2024 Publication Award, Kentucky Historical Society

Award-winning historian Amrita Chakrabarti Myers has recovered the riveting, troubling, and complicated story of Julia Ann Chinn (ca. 1796–1833), the enslaved wife of Richard Mentor Johnson, owner of Blue Spring Farm, veteran of the War of 1812, and US vice president under Martin Van Buren. Johnson never freed Chinn, but during his frequent absences from his estate, he delegated to her the management of his property, including Choctaw Academy, a boarding school for Indigenous men and boys on the grounds of the estate. This meant that Chinn, although enslaved herself, oversaw Blue Spring's slave labor force and had substantial control over economic, social, financial, and personal affairs within the couple's world. Chinn's relationship with Johnson was unlikely to have been consensual since she was never manumitted.
====
» **GIVEN TASK**
Reproduce the passage on Julia Ann Chinn in full, word for word. The lines that come next are separate material, distinct from the passage on Julia Ann Chinn.
====
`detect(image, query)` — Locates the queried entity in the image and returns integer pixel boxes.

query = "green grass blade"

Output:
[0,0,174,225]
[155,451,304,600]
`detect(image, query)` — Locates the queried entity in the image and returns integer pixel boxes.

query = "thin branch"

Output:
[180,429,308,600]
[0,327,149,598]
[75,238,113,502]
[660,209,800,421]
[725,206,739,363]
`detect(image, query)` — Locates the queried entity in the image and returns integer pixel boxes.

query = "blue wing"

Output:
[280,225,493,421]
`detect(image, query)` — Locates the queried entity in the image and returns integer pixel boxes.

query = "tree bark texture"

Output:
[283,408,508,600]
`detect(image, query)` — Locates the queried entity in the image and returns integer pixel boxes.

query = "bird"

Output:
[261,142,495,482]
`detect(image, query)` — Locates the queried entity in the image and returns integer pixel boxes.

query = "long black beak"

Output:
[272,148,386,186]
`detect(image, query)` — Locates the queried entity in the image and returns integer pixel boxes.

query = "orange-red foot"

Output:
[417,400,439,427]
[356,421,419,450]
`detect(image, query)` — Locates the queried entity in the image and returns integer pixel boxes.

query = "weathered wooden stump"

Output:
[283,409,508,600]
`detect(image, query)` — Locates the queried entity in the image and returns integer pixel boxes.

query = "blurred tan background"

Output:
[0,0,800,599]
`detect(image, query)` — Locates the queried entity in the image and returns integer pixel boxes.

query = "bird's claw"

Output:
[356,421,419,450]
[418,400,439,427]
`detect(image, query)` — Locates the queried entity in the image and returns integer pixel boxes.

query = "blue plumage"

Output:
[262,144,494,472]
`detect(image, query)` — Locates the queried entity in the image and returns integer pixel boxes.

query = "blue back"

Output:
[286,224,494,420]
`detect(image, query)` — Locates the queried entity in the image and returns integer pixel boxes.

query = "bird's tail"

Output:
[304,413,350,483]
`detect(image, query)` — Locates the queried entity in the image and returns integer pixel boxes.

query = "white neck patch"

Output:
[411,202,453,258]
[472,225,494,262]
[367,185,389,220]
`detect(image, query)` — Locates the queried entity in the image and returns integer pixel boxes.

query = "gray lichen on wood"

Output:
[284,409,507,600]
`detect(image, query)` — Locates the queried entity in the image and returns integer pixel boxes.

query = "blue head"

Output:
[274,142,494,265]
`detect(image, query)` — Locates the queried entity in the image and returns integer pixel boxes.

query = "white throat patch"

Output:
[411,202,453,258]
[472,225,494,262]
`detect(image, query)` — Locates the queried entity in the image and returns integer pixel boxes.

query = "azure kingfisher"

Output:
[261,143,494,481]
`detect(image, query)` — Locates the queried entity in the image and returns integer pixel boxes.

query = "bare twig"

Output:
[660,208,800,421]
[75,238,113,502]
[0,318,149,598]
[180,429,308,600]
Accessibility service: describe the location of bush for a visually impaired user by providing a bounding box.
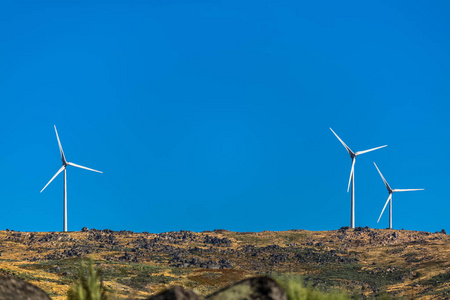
====
» **EXERCISE OUTPUT**
2024 Publication Award, Kentucky Historical Society

Award-winning historian Amrita Chakrabarti Myers has recovered the riveting, troubling, and complicated story of Julia Ann Chinn (ca. 1796–1833), the enslaved wife of Richard Mentor Johnson, owner of Blue Spring Farm, veteran of the War of 1812, and US vice president under Martin Van Buren. Johnson never freed Chinn, but during his frequent absences from his estate, he delegated to her the management of his property, including Choctaw Academy, a boarding school for Indigenous men and boys on the grounds of the estate. This meant that Chinn, although enslaved herself, oversaw Blue Spring's slave labor force and had substantial control over economic, social, financial, and personal affairs within the couple's world. Chinn's relationship with Johnson was unlikely to have been consensual since she was never manumitted.